• **Task to carry out**
Check every line below for the word "When" and copy each one that has it.
== Source records
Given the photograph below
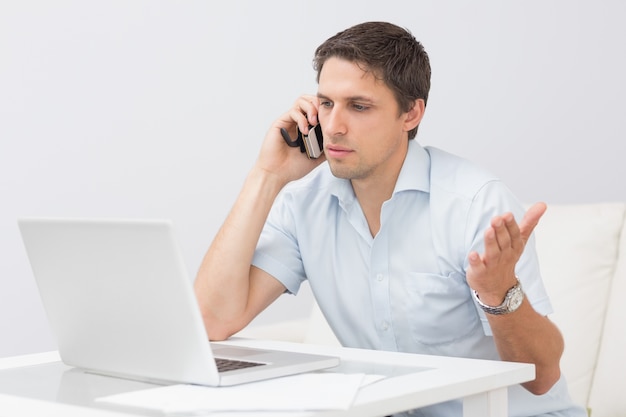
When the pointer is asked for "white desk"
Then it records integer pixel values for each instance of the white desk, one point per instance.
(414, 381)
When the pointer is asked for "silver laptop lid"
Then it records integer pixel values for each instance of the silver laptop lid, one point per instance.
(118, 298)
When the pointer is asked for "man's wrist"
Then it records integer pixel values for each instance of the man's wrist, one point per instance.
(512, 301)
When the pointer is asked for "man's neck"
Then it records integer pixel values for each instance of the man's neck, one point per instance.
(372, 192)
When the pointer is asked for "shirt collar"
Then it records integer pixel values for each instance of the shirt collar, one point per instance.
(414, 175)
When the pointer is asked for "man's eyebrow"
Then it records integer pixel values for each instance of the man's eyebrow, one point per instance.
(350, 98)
====
== Source records
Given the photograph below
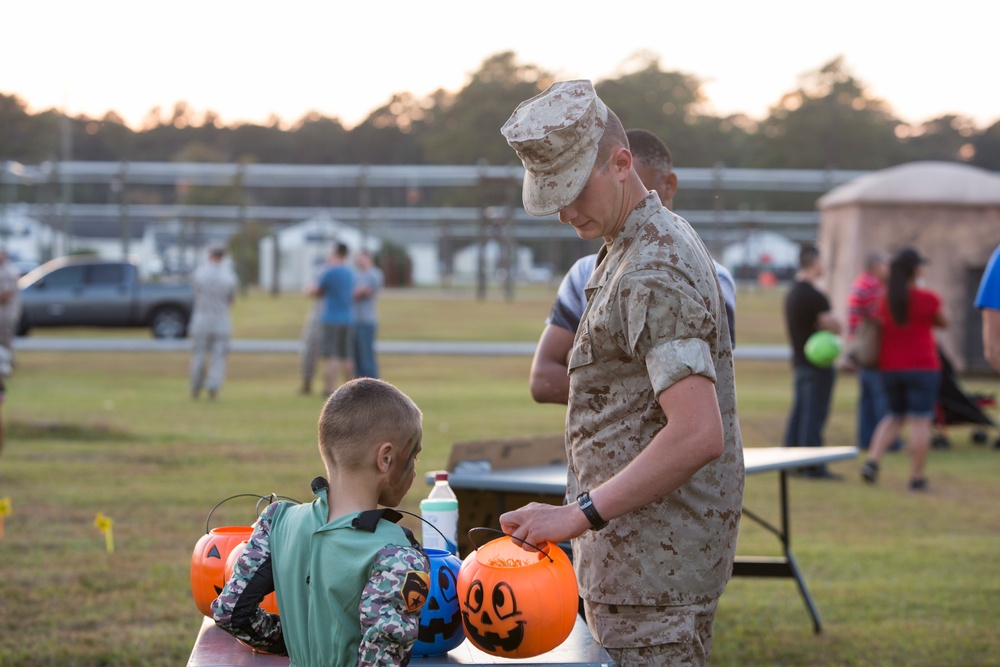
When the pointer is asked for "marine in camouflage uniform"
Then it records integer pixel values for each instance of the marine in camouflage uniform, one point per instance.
====
== Source records
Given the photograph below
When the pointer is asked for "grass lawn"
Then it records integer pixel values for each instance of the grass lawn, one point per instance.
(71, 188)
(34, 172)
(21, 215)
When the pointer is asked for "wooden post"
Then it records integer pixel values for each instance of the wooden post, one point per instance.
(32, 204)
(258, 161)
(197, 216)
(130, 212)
====
• **Problem solution**
When the pointer is asked for "white desk"
When the pointer is asked for "silver laptop lid"
When the pointer is asked for "man's wrist"
When the pointer is asked for "man's neck"
When the pointer is asked for "shirt collar"
When the pointer is asked for "man's eyebrow"
When the pointer is asked for "marine in camouflage uniform"
When the pointer is asked for "grass lawn"
When the pointer is asked for "wooden post"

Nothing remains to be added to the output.